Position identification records
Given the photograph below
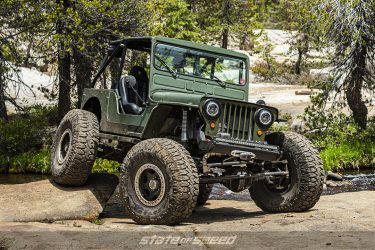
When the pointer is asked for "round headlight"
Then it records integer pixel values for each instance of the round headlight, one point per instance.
(212, 109)
(264, 117)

THE TASK -
Rewrite the material above, substituting "circular headlight" for each occurrence of "round headlight" and leaving everything else as it is. Leave the pictures out of your version.

SOLUTION FOR THIS PROBLEM -
Given the photograph below
When the pointer is asked for "circular headlight"
Then it records integer pixel values for each instance of the circular headlight, one point per instance.
(212, 109)
(264, 117)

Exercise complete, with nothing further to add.